** What to work on **
Reproduce the entries below in full and without error.

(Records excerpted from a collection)

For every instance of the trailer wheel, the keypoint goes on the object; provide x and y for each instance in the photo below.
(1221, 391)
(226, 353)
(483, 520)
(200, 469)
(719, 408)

** Exercise solution **
For every instance of the trailer wheel, the keypoint goes on the object; provide x and y for each instance in the photo below.
(1221, 391)
(226, 353)
(483, 520)
(200, 469)
(719, 408)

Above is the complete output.